The announcement that Blessed John Henry Newman, the 19th-Century founder of UCD, will be canonised on October 13 has been hailed as “wondrous news” by the director of the Notre Dame-Newman Centre for Faith and Reason.
Speaking to The Irish Catholic, Fr Bill Dailey CSC said: “It’s wondrous news for everyone associated with Newman University Church and the Notre Dame-Newman Centre for Faith & Reason that Blessed John Henry Cardinal Newman will be canonised this October.”
Fr Dailey expressed the hope that Newman’s University Church on Dublin’s St Stephen’s Green would become a place of pilgrimage for those inspired by the legacy of the English cleric, who between 1854 and 1858 served as the original rector of the Catholic University, the forerunner of University College Dublin.
Sanctity
“So many here in Ireland have been touched by his preaching and teaching, especially by his lectures in Dublin that compose much of The Idea of a University, occasioned by his founding of what is today UCD,” Fr Dailey said. “It’s an occasion of joy and gratitude to know that we are praying and working in a place built by a person of such sanctity who is now to be recognised as a saint. It gives us hope that the beautiful church that stands as a beacon of his legacy here on St Stephen’s Green will more than ever serve as a place of pilgrimage and long endure as a place of worship, of inquiry after the truth, and of communion with God and neighbour.”

■ Extracted records ■
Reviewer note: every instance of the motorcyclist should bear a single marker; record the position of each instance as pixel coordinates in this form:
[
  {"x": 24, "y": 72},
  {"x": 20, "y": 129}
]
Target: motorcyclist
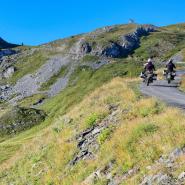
[
  {"x": 148, "y": 67},
  {"x": 170, "y": 66}
]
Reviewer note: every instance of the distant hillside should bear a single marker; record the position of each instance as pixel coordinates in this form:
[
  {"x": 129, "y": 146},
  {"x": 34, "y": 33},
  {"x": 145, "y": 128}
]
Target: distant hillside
[{"x": 5, "y": 45}]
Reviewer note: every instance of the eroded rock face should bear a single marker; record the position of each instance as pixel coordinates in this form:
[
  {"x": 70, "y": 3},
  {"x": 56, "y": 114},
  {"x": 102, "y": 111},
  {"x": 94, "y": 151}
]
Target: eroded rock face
[
  {"x": 19, "y": 119},
  {"x": 81, "y": 48},
  {"x": 87, "y": 140}
]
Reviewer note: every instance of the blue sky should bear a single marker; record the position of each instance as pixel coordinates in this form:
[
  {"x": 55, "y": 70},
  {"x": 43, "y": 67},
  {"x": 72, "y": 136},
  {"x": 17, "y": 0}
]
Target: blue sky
[{"x": 39, "y": 21}]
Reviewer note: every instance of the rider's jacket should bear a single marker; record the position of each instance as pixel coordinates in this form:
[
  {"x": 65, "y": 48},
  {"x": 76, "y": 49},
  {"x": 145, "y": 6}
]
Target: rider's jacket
[{"x": 150, "y": 67}]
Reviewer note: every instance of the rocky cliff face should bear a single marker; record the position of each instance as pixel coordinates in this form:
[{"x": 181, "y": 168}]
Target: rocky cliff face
[
  {"x": 4, "y": 44},
  {"x": 124, "y": 46}
]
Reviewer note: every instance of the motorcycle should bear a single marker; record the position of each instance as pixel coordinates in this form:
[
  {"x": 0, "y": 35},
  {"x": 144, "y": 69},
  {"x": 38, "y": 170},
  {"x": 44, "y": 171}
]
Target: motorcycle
[
  {"x": 170, "y": 75},
  {"x": 148, "y": 77}
]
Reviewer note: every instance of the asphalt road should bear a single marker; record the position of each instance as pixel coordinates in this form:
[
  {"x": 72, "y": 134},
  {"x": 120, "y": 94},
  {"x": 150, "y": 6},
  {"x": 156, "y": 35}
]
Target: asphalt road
[{"x": 168, "y": 93}]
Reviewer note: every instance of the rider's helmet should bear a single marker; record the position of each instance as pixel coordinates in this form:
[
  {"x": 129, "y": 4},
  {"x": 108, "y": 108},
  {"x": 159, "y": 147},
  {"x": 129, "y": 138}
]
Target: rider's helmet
[{"x": 149, "y": 60}]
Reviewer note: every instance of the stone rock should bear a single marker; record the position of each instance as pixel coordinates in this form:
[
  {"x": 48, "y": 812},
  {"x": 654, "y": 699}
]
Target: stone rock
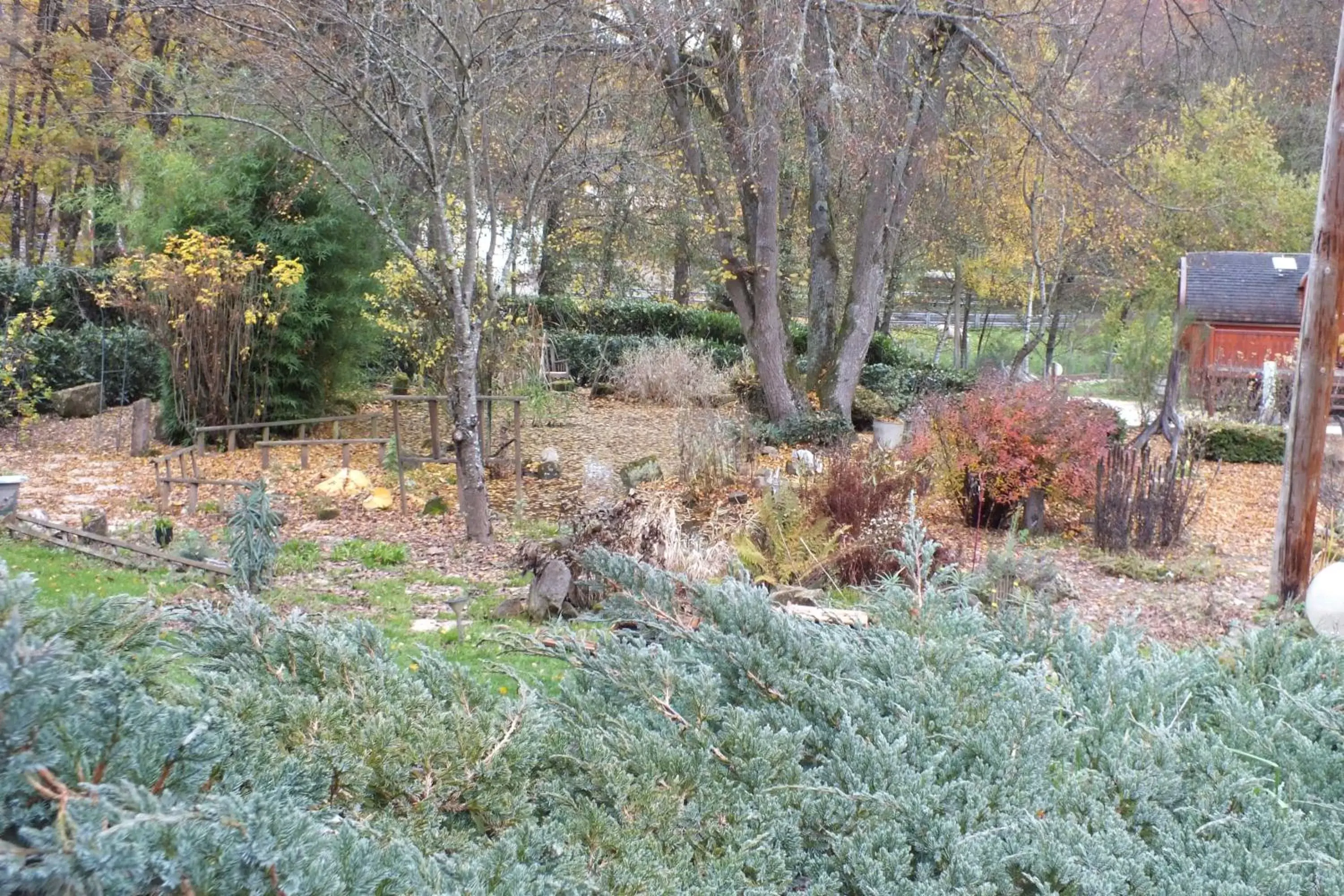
[
  {"x": 346, "y": 482},
  {"x": 1034, "y": 512},
  {"x": 643, "y": 470},
  {"x": 140, "y": 431},
  {"x": 1326, "y": 601},
  {"x": 550, "y": 464},
  {"x": 95, "y": 521},
  {"x": 510, "y": 609},
  {"x": 768, "y": 480},
  {"x": 804, "y": 462},
  {"x": 549, "y": 590},
  {"x": 797, "y": 595},
  {"x": 379, "y": 500},
  {"x": 78, "y": 401},
  {"x": 600, "y": 480}
]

■ Problems and tasks ■
[A] Summarize the article on Newman's canonization in two sentences.
[B] Resume the article on Newman's canonization after the last sentence of Fr Dailey's quoted remarks.

■ Expected results ■
[A] Fr Bill Dailey CSC, director of the Notre Dame-Newman Centre for Faith and Reason, called the announcement that Blessed John Henry Newman, the 19th-century founder of UCD, will be canonized on October 13 "wondrous news." He hopes that Newman's University Church on Dublin's St Stephen's Green will become a place of pilgrimage and long endure as a place of worship, of inquiry after the truth, and of communion with God and neighbor.

[B]
The Provost of the Birmingham Oratory, founded by Newman in 1849 four years after his conversion from Anglicanism, said the saint’s spiritual journey shows how God can work slowly in our lives.
“Newman’s lifelong success in bringing others to Christ shows us that the apostolate of Christian friendship achieves much more by attracting people to the Lord than by aggressive polemic,” Fr Ignatius Harrison said. “Newman’s long and incremental spiritual pilgrimage shows us that God leads us to himself step by step, in ways that he customises to our individual needs, and in his own good time.”
The canonisation was made possible following a medically inexplicable healing in 2013 of a pregnant woman with life-threatening complications.